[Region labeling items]
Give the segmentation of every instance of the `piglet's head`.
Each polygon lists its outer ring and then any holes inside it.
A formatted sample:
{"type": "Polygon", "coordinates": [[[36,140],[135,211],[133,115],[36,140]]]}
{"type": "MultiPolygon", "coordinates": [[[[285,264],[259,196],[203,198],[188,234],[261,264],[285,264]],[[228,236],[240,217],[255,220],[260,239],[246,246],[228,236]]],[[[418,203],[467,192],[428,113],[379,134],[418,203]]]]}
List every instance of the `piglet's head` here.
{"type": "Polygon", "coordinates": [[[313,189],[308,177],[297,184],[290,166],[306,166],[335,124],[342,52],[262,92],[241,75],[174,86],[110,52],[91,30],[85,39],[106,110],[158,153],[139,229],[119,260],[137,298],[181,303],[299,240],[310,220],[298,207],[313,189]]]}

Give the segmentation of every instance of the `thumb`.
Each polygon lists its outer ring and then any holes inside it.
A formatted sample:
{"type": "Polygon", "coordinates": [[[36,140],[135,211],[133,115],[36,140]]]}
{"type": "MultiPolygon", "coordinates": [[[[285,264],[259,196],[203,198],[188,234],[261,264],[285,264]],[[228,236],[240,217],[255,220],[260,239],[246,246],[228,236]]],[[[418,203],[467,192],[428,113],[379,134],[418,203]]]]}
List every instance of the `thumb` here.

# THE PROBLEM
Copy every record exactly as presented.

# SOLUTION TO THE EXERCISE
Give the segmentation of every instance of the `piglet's head`.
Each polygon lists its outer ring and then any holes inside it.
A formatted sample:
{"type": "Polygon", "coordinates": [[[36,140],[135,211],[133,115],[36,140]]]}
{"type": "MultiPolygon", "coordinates": [[[[285,264],[259,196],[203,198],[188,234],[261,264],[285,264]],[[228,236],[240,217],[255,220],[260,239],[246,246],[228,236]]],[[[418,203],[467,192],[428,113],[379,134],[418,203]]]]}
List every instance of the `piglet's head` here.
{"type": "Polygon", "coordinates": [[[313,189],[308,177],[297,184],[290,166],[306,166],[335,124],[342,52],[262,92],[241,75],[174,86],[110,52],[91,30],[85,39],[106,110],[158,153],[139,229],[119,260],[137,298],[181,303],[299,240],[310,220],[298,207],[313,189]]]}

Give the segmentation of every instance of the `thumb`.
Each polygon lists its outer ring and then any holes inside it.
A formatted sample:
{"type": "Polygon", "coordinates": [[[36,140],[135,211],[133,115],[36,140]]]}
{"type": "MultiPolygon", "coordinates": [[[[285,264],[259,196],[203,198],[188,234],[261,264],[285,264]],[[228,236],[240,217],[255,220],[260,239],[246,246],[228,236]]],[[[418,203],[467,192],[428,113],[379,134],[418,203]]]]}
List every instance of the `thumb` here.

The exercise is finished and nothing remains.